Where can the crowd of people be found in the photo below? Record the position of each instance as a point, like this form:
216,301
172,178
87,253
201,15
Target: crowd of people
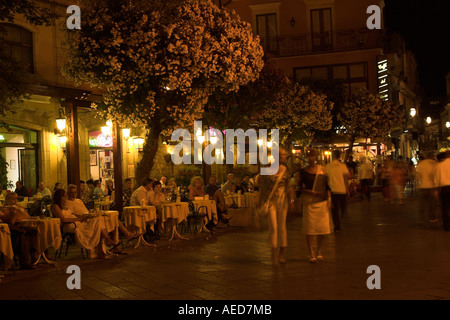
71,204
323,191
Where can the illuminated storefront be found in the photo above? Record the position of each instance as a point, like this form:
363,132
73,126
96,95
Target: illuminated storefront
101,155
19,150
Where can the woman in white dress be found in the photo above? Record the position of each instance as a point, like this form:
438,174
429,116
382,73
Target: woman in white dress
89,233
315,200
276,191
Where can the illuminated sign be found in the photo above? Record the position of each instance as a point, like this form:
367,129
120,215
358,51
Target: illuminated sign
382,73
103,141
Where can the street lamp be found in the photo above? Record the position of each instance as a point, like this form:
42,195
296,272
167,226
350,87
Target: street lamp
61,120
126,133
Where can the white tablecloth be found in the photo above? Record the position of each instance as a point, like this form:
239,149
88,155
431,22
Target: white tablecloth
171,210
5,245
138,217
235,200
105,205
48,232
211,207
110,220
250,199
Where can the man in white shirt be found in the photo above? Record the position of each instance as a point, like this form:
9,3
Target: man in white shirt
43,190
141,193
78,208
427,186
73,204
338,175
156,197
443,182
366,177
229,186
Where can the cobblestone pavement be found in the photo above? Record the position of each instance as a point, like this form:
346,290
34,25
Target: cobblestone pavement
235,264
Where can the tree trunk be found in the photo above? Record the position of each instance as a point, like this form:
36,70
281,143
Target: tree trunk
150,149
350,149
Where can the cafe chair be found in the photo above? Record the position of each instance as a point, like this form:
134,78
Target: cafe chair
90,205
36,209
13,266
195,216
69,238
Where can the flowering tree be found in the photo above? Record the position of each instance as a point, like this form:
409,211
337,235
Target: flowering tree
298,113
240,109
367,115
158,61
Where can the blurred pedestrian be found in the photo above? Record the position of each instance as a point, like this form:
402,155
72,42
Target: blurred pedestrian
398,182
316,202
366,177
385,177
427,186
275,196
443,182
338,180
412,176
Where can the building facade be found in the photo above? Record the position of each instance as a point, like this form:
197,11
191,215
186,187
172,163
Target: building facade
330,40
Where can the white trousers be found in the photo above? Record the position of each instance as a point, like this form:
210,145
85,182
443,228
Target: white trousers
277,226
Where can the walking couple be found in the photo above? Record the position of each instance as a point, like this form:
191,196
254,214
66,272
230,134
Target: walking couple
276,196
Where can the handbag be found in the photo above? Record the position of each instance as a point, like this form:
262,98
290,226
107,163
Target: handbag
262,209
307,199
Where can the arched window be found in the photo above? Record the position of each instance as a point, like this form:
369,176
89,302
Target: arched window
18,43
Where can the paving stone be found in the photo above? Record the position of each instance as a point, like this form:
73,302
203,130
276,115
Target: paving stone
235,264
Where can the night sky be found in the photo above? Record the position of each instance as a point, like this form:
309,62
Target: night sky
425,26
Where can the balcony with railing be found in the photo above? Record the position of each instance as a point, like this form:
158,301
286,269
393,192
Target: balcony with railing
325,42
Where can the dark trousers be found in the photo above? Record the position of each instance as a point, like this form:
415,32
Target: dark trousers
339,205
445,200
365,187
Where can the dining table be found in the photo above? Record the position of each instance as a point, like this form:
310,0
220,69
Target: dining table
172,214
211,210
48,235
103,204
250,199
110,219
6,245
136,219
235,200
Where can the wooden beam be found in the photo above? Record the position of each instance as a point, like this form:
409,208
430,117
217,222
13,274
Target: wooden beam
72,149
117,160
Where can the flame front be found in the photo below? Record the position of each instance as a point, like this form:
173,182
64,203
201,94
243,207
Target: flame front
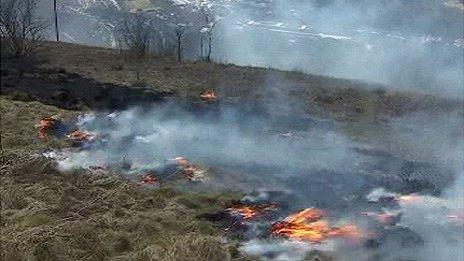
45,126
80,136
308,225
208,96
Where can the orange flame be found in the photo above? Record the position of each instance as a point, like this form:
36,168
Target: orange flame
149,179
208,96
250,212
308,225
80,136
45,125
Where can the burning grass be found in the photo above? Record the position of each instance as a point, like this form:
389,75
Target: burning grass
308,225
91,214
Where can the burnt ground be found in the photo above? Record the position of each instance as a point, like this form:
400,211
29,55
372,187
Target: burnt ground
69,75
73,77
22,80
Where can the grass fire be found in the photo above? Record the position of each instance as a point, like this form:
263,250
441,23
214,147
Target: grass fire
309,225
220,130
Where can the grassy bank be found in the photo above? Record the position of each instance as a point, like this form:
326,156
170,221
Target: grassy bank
50,215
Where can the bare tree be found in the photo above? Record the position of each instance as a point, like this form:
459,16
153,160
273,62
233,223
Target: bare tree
206,9
179,30
136,32
20,27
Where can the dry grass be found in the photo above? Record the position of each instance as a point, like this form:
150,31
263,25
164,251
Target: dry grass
50,215
323,96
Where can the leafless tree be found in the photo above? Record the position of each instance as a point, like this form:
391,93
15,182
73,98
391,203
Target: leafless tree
20,27
179,30
136,32
206,10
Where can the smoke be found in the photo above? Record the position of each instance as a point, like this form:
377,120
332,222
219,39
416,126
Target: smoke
368,40
299,164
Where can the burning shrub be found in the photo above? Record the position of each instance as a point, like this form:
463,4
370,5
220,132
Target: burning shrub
208,96
308,225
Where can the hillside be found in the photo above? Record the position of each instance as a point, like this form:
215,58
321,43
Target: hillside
50,214
58,65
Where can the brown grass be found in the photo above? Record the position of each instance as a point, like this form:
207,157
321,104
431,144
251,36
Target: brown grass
319,95
77,215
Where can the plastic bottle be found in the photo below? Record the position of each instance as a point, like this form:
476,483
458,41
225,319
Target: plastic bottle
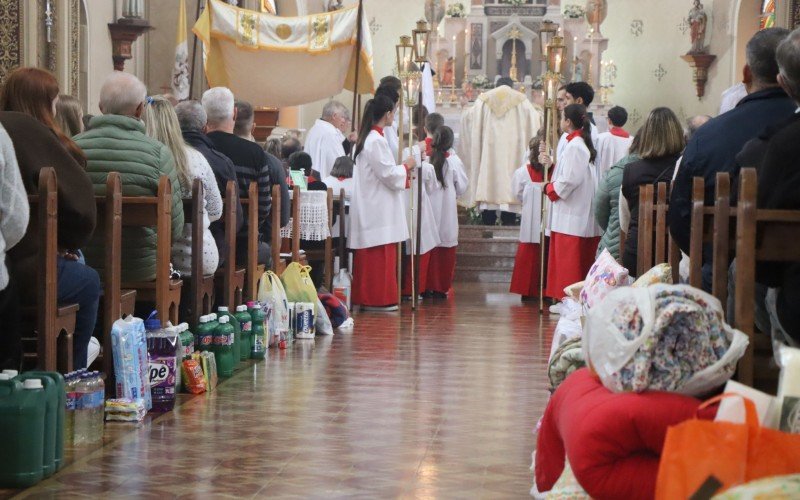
22,421
204,334
223,348
246,326
258,351
236,340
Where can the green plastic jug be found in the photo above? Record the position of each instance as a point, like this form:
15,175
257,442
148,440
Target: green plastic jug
223,348
246,326
237,334
54,418
22,419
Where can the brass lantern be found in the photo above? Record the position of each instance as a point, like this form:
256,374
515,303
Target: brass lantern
404,54
555,55
421,35
547,31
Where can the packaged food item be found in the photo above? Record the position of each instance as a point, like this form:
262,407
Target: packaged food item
193,380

**TASK REQUIREMENTS**: Print all of the entries word for word. Omit the pictures they contain.

**FULL RESPONSE**:
Where can the crowd of people be found in the photo below? Record the position of each instance as a point, like this form:
216,301
172,178
87,253
201,15
Target: crowd of people
71,204
323,191
Where can the illuminated storefront be found in the photo above? Record the position of each instance as a point, like this form:
363,132
73,126
96,95
Target: illuminated storefront
101,155
19,150
Where can the woman in white dress be found in the photo above? Record the position of each instance as a point, like this form:
438,174
429,116
382,73
Target: woman in white dress
89,233
315,200
276,191
Where can the illuminated sign be found in the photo above? Record the position of each instance as a point, like this form:
367,129
120,215
358,51
Target: illuminated sign
382,73
103,141
Where can the street lamp be found in the photo above? Record the position of each instance as a point, like this form:
42,195
296,272
167,226
350,87
Target: street lamp
61,120
126,133
Where can the white tablecloth be found in the photo above? Record the position of each instance as a point, like this form:
239,149
88,155
431,22
Target: white tablecloth
171,210
5,245
138,217
235,200
105,205
48,232
211,207
110,220
250,199
Where can the man in white shirt be found in the photo above? Record the position of each instance as a point, like this form:
9,3
Target: man in white shirt
43,190
141,193
78,208
427,186
73,204
338,175
156,197
443,182
366,177
229,186
Where can the cobblestone pavement be found in the photo above? Record the position of each instance as a point, like this form:
346,290
34,25
Target: cobblestone pavement
235,264
Where can the tree trunk be found in the photo above? Record the position of each instance as a point, like this form:
36,70
281,143
Target: tree trunk
150,149
350,149
Where can the cafe chair be found in the photo above? Record the position of each instance as a point, like this form:
134,78
Target: cafe chair
90,205
36,209
13,266
195,216
69,238
Where can the flowering tree be found in the photo above? Record the position of each instance as a point, like this form:
409,211
337,235
Target: flowering tree
298,113
240,109
367,115
158,61
Where can the blurred pedestrian be found in the photo above? Record the position of each instance as a point, like this form:
402,155
72,42
Target: blurred pedestrian
398,182
316,202
366,177
385,177
427,186
275,196
443,182
338,180
412,176
Where can the building facade be found in the photo above? Record the position of each instance as a point, like this form:
197,11
191,215
186,187
172,163
Target: building facade
330,40
Where can the white trousers be found in the photo above? Record the position of each instance as a point, like this form:
210,145
85,182
443,228
Target: white trousers
277,226
Where can the walking couple be found in the photo above? Record the position of each instance as a point, like this form:
191,196
254,214
66,272
230,134
Target: walking couple
276,196
Where can the handbag be found in the photo above? Record the position of each instance as a point, like this form:
262,98
290,226
107,163
Target: handbag
262,209
307,199
Where can the arched window be found in the photo above? Record the position of each instance as a point, like this form:
369,176
89,302
Target: arched window
18,43
Where can the paving stone be found in the photo above? Record the position of each instance as a point, like this form:
73,302
203,130
276,115
Target: paving stone
235,264
Where can the night sky be found in the photo above? Record the position of each instance as a point, like this form:
309,62
Target: night sky
425,26
Where can the balcony with railing be found in the photo above? Record the position of each instance as a point, like this form:
158,301
286,269
393,192
Target: balcony with railing
325,42
Where can the dark trousers be found in the photo above? Record the position of each instance as a point, like this form:
415,32
Target: dark trousers
339,205
445,200
365,187
Where can the dining table be found in the photo above? Record the position of each instance as a point, like this form:
310,0
220,69
Target: dining table
172,214
211,210
48,235
103,204
250,199
110,219
6,245
136,219
235,200
Where can the wooden beam be found in the photo above? Record the position of each instance as a point, like this form:
409,208
430,117
217,222
13,274
Target: wooden beam
72,149
117,160
Where can the flame front be found in the photo below? Record the position of each instance as a point, like this form:
173,182
64,203
201,94
243,207
Target: flame front
45,126
80,136
308,225
208,96
Where can the orange flame be found in the photo above? Record the position of each instance as a point, like this form:
36,168
Target: orange flame
149,179
208,96
250,212
308,225
80,136
45,125
Where can the burning grass be found in the photo above? Record the position of each instance as a point, like this form:
389,75
Target: burning grass
308,225
91,214
Where can the burnt ground be found in the photo above? Record the position of each instance as a point, like this form:
400,211
29,55
372,187
Target: burnt ground
69,75
73,77
22,80
Where can the grass fire be found in the photo above? Record the position of each instance as a point, like this form:
263,250
441,23
214,147
Target: grass fire
309,225
220,130
Where can the grassy bank be found in the photo above? Record the position of each instance as a point, like this form:
326,156
170,221
Target: grassy bank
50,215
Where can the bare tree be found in the photo above? Record the position of each instance as a point, like this form:
459,16
153,160
273,62
233,223
Target: bare tree
206,9
179,30
136,32
20,27
Where can the dry grass be found in the photo above? Record the position of each instance as a point, like this form:
150,31
263,25
164,251
Target: dry grass
50,215
323,96
Where can the leafless tree be found in the photo above? Record the position of each instance as a point, like this form:
391,93
15,182
73,98
391,203
Target: leafless tree
20,27
179,30
136,32
206,10
Where can the smoke be found in the photo above? Record the position of each instance as a point, like this form:
377,120
332,222
219,39
416,126
Target: smoke
368,40
299,164
Where can the burning shrub be found in the photo above? Record the position of each instance as a point, like this form:
463,4
370,5
220,132
Target: burning shrub
208,96
308,225
Where can the hillside be found in the photo above? Record the position of each instance as a point, like this form:
215,58
321,43
Target: hillside
50,214
58,65
Where can the brown grass be found in the photo above? Record the position of each instance as a point, like this form:
207,157
321,104
431,144
251,36
Target: brown grass
319,95
77,215
Where can the plastic bottle be found in the photo below? Record the position of each instance as a point, like this form:
476,483
458,41
225,319
Target: plastic bottle
22,421
204,334
223,348
246,326
258,351
236,340
Where can the green plastic jug be found in the photo above? Record the position of each instance as a point, like this form:
15,175
257,442
148,440
Target: green plastic jug
223,348
246,326
237,334
54,418
22,419
Where can the brass lantern be found in the photo above? Record the position of each instance as a point, like this form:
256,374
515,303
Target: brass lantern
404,54
555,55
421,35
547,31
Where can the packaged food item be found in the photo above? Record the position of each instance as a point, like this form:
262,407
Target: packaged food item
193,380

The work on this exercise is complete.